— Start Record set —

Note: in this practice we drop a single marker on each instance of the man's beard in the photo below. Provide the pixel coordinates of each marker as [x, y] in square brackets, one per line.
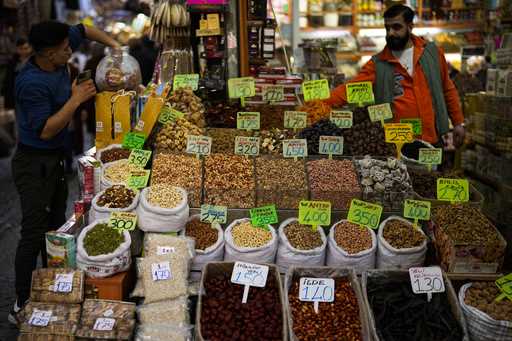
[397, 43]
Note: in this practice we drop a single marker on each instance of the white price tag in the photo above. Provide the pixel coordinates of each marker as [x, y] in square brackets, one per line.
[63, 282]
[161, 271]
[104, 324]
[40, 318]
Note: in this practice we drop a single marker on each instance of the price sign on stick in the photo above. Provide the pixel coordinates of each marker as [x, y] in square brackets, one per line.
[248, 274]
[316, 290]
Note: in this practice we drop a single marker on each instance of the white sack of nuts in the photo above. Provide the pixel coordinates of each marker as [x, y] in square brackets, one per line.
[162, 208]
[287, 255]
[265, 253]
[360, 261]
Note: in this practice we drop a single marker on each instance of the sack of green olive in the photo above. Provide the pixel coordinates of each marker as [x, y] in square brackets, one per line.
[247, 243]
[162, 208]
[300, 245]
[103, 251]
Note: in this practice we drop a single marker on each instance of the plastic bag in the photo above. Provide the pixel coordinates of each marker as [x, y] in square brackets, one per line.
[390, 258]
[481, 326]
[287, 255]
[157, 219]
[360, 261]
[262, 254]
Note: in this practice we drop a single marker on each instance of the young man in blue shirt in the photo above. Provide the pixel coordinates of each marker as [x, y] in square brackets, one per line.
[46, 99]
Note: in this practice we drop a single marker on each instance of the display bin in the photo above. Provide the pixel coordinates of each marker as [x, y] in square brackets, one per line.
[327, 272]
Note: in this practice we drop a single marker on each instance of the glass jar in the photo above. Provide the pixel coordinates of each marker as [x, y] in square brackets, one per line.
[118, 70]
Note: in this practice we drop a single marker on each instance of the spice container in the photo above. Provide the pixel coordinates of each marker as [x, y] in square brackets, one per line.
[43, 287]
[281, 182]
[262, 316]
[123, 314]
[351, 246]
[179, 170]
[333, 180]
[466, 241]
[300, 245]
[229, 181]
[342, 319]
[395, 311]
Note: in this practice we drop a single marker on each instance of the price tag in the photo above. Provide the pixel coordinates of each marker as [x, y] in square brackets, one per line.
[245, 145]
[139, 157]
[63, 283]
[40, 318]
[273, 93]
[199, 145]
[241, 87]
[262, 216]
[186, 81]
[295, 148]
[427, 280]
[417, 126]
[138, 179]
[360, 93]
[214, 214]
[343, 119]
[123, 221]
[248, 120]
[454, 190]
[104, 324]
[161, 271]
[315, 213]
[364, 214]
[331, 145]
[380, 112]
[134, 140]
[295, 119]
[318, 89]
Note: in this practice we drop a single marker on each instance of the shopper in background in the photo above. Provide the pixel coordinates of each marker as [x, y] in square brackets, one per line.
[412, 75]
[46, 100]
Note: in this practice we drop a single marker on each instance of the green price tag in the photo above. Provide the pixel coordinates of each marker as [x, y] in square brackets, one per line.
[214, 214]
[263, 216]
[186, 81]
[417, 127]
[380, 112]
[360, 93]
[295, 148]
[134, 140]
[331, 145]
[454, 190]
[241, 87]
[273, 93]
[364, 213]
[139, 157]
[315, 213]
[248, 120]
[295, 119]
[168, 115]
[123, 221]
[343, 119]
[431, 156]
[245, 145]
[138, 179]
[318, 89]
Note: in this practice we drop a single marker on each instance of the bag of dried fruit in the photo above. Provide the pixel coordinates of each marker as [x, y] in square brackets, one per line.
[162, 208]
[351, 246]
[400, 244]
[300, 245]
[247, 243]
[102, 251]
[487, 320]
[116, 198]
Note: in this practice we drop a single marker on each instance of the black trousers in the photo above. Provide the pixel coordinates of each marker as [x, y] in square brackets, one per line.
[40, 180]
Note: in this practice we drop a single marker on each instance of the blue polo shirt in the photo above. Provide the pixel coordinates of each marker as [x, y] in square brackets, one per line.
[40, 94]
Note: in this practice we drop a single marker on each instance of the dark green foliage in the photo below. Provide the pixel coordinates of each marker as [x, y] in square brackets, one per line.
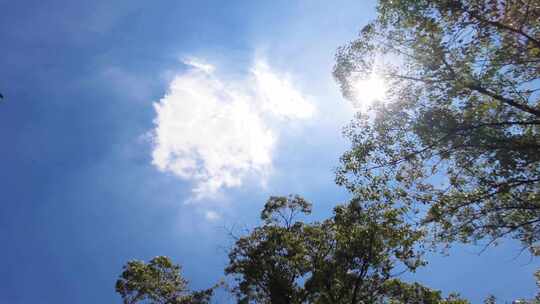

— End Record set —

**Stated exercise:**
Each entry should be repeated exactly as it appears; the pictures stay out.

**Finished task:**
Note: in this practice we drop a single marker on each instance of the man's beard in the photo below. Provide the pixel coordinates of each marker as [x, y] in square brackets, one per line.
[397, 43]
Note: in this practice we drop a single marker on each instance of the white price tag in the photo above. Provide the pixel coordinates of each marker as [x, y] in square brackets, one per line.
[63, 282]
[161, 271]
[104, 324]
[40, 318]
Note: in this practice we drop a single marker on each instance of the price sign on stick in the photo above. Provide the pixel coordinates of each marker as [x, y] in square brackets, one per line.
[248, 274]
[316, 290]
Note: in this practice we drop a single marker on each instance of the white sack of nuts in the photo above. Provide the pixel coordinates of each marker as [x, y] in square brackets, one per line.
[162, 208]
[287, 255]
[265, 253]
[360, 261]
Note: in this practice we drop a single marker on each instance of the sack of green olive in the photo above. Provide the pixel coordinates of each marker as [x, y] in square brackets, one per line.
[247, 243]
[162, 208]
[300, 245]
[103, 251]
Note: in this practice we drop a single marker on each instance of the plastic bag in the photo above. Provide the pixel coordinates of each marker as [x, y] in square brackets, one per line.
[390, 258]
[481, 326]
[287, 255]
[157, 219]
[360, 261]
[262, 254]
Note: in this practice we drop a single marker on each instance of the young man in blue shirt in the photo above. Provide the pixel coordinates of each marker as [x, y] in square brackets, one per line.
[46, 99]
Note: in this practice we drop a single marker on each instance of the display bin in the photo above. Provide the pixel coordinates of each marker as [x, y] in square brackets, one per line.
[327, 272]
Note: in this practice we drop a single marker on each instance of the glass jar in the photo above. Provide the pixel coordinates of each marker as [x, y] in square brackets, one per line.
[118, 70]
Note: in this practice we drop a single marker on each instance of the spice container in the photo above. Provide the pixel coordinates of each marker as [x, y] in square brackets, one per line.
[43, 287]
[281, 182]
[262, 316]
[123, 314]
[351, 246]
[179, 170]
[333, 180]
[466, 241]
[300, 245]
[229, 181]
[342, 319]
[395, 311]
Note: in this practice we drop a single marker on each instance of the price tag in the photo above. Provide the pixel coordinates of each marker as [x, y] in square brackets, one per line.
[245, 145]
[139, 157]
[63, 283]
[40, 318]
[273, 93]
[199, 145]
[241, 87]
[262, 216]
[186, 81]
[295, 148]
[427, 280]
[417, 126]
[138, 179]
[360, 93]
[214, 214]
[343, 119]
[123, 221]
[248, 120]
[454, 190]
[104, 324]
[161, 271]
[315, 213]
[364, 214]
[331, 145]
[380, 112]
[134, 140]
[295, 119]
[318, 89]
Note: in this practice we drop a single marker on each instance of the shopper in background in the photo above. Provide the pixel coordinates of each marker as [x, y] in square brackets, one per line.
[412, 75]
[46, 100]
Note: in this practice we drop a single marker on each instance of the green price tag in the photo above. Provide the pixel coordinates of each marker as [x, y] in square brackets, one per line.
[214, 214]
[263, 216]
[186, 81]
[417, 127]
[380, 112]
[360, 93]
[295, 148]
[134, 140]
[331, 145]
[454, 190]
[241, 87]
[273, 93]
[364, 213]
[139, 157]
[315, 213]
[248, 120]
[295, 119]
[168, 115]
[123, 221]
[343, 119]
[431, 156]
[245, 145]
[138, 179]
[318, 89]
Note: in this practice we drop a single marker on each instance of the bag of dried fruit in the photo above. Provide the pixel coordinates of each marker as [x, y] in square brackets, one per line.
[162, 208]
[351, 246]
[400, 244]
[300, 245]
[247, 243]
[102, 251]
[487, 320]
[116, 198]
Note: in this practice we drop a single marker on each instance of the black trousers in the photo above. Provide the pixel coordinates of each marker as [x, y] in square brackets, one per line.
[40, 180]
Note: in this practice we drop a single marker on each instance of the blue polo shirt in the photo above. Provide the pixel coordinates of each marker as [x, y] in square brackets, one per line.
[40, 94]
Note: in this practice we drop a single marker on each instance of the dark green foliage in the photo below. Provide the pixel coordinates of each marker as [x, y] in square brackets, one per line.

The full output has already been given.